[Supplied information]

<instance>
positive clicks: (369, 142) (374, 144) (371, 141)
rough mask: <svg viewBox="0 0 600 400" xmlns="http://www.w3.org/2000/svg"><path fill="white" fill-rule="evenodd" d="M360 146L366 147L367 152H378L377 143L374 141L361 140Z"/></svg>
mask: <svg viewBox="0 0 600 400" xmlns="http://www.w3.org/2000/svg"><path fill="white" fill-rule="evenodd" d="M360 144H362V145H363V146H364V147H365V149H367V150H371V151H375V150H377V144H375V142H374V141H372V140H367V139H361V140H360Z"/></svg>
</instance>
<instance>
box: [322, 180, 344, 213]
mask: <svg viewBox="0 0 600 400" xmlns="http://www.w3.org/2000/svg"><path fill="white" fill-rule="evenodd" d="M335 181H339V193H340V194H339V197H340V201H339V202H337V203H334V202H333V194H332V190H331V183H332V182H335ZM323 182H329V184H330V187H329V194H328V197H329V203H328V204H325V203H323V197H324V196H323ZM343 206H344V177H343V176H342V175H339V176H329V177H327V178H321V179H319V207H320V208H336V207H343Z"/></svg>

[/Supplied information]

Task prompt: Rewrite all of the material with "rough mask" changed to "initial mask", leaving everything else as it is.

Answer for the task:
<instance>
positive clicks: (369, 142) (374, 144) (371, 141)
initial mask: <svg viewBox="0 0 600 400" xmlns="http://www.w3.org/2000/svg"><path fill="white" fill-rule="evenodd" d="M360 146L366 147L367 152H378L377 143L374 141L361 140Z"/></svg>
mask: <svg viewBox="0 0 600 400" xmlns="http://www.w3.org/2000/svg"><path fill="white" fill-rule="evenodd" d="M360 144H362V145H363V146H364V147H365V149H367V150H371V151H375V150H377V144H375V142H374V141H372V140H367V139H361V140H360Z"/></svg>
</instance>
<instance>
box: [322, 180, 344, 213]
mask: <svg viewBox="0 0 600 400" xmlns="http://www.w3.org/2000/svg"><path fill="white" fill-rule="evenodd" d="M335 181H339V193H340V194H339V197H340V201H339V202H337V203H334V202H333V194H332V190H331V183H332V182H335ZM323 182H329V184H330V187H329V194H328V197H329V203H328V204H325V203H323V197H324V196H323ZM343 206H344V177H343V176H342V175H339V176H329V177H327V178H321V179H319V207H320V208H336V207H343Z"/></svg>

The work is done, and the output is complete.